Predictors Identify Patients Likely to Initiate New Medication for Diabetic Peripheral Neuropathy
LAS VEGAS, NV — At PAINWeek 2012, Wing Chow, PharmD, MPH, of Janssen Scientific Affairs, Raritan, NJ, and colleagues reported that the presence of prior antidepressant or anticonvulsant use is the most significant predictor of a patient receiving new medication for diabetic peripheral neuropathy (DPN).
This study analyzed an employer-based administrative claims database and identified 7,418 patients with newly initiated medication for DPN and 61,013 DPN patients with no newly initiated medication. Newly initiated DPN medications were defined as prescription claims for an opioid, anticonvulsant, antidepressant, or combination of these 3 categories (index medication) within 14 days of the first DPN diagnosis data (index date). Medications were excluded from being considered newly initiated for DPN if the patient had filed any claims for the same drug in the 360 days before the index date or if the patient had a claim in that time period on a non-DPN diagnosis that could be related to other indications for the index medication.
The newly initiated medications were anticonvulsants (48.4%), opioids (27.9%), antidepressants (17.7%), and multiple categories (6%). Cardiovascular comorbidity rates were high for both patients with newly initiated medications (69.7%) and those without (67.8%). Neuropathic pain (other than DPN) and musculoskeletal pain conditions were more commonly diagnosed in the newly initiated group (19% vs. 8.9% and 61.1% vs. 45%, respectively). Mental disorders (newly initiated 9.4% vs. non-initiated 3.7%) and sleep disorders (newly initiated 9.5% vs. non-initiated 6.9%) were more common among patients with newly initiated DPN medications.

__DATASET EXCERPT__.

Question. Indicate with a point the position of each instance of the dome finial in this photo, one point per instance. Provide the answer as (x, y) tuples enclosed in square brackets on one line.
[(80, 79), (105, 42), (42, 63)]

__PROBLEM 1__.
Turn the paragraph of the diabetic neuropathy report that begins "The newly initiated medications were" into a short list that keeps its main facts.
__PROBLEM 2__.
Pick up the diabetic neuropathy report after its last sentence and write what comes next.
The data after the text is separate material with no connection to it.

__RESPONSE AREA 1__.
- New medications started: anticonvulsants 48.4%, opioids 27.9%, antidepressants 17.7%, multiple categories 6%.
- Heart and blood vessel conditions were common in both groups (69.7% with a new medication, 67.8% without).
- More common in the group with a new medication:
  - nerve pain other than DPN (19% vs. 8.9%)
  - muscle and bone pain (61.1% vs. 45%)
  - mental disorders (9.4% vs. 3.7%)
  - sleep disorders (9.5% vs. 6.9%)

__RESPONSE AREA 2__.
Among patients with newly initiated medications for DPN, 53.3% had been exposed to opioid therapy in the pre-index period, 27.5% had received an antidepressant, and 26.9% had received an anticonvulsant. Among patients without newly initiated medications for DPN, 21.6% had received opioid therapy in the pre-index period, 3.4% had received an antidepressant, and 3.3% had received anticonvulsants.
Dr. Chow and colleagues were able to conclude that prior exposure to antidepressants and anticonvulsants was the most significant predictor of receiving a new DPN medication at index, increasing the odds of initiating new DPN drug therapy six-fold. In addition, prior exposure to the WHO pain ladder medication was predictive of a patient receiving a new DPN medication.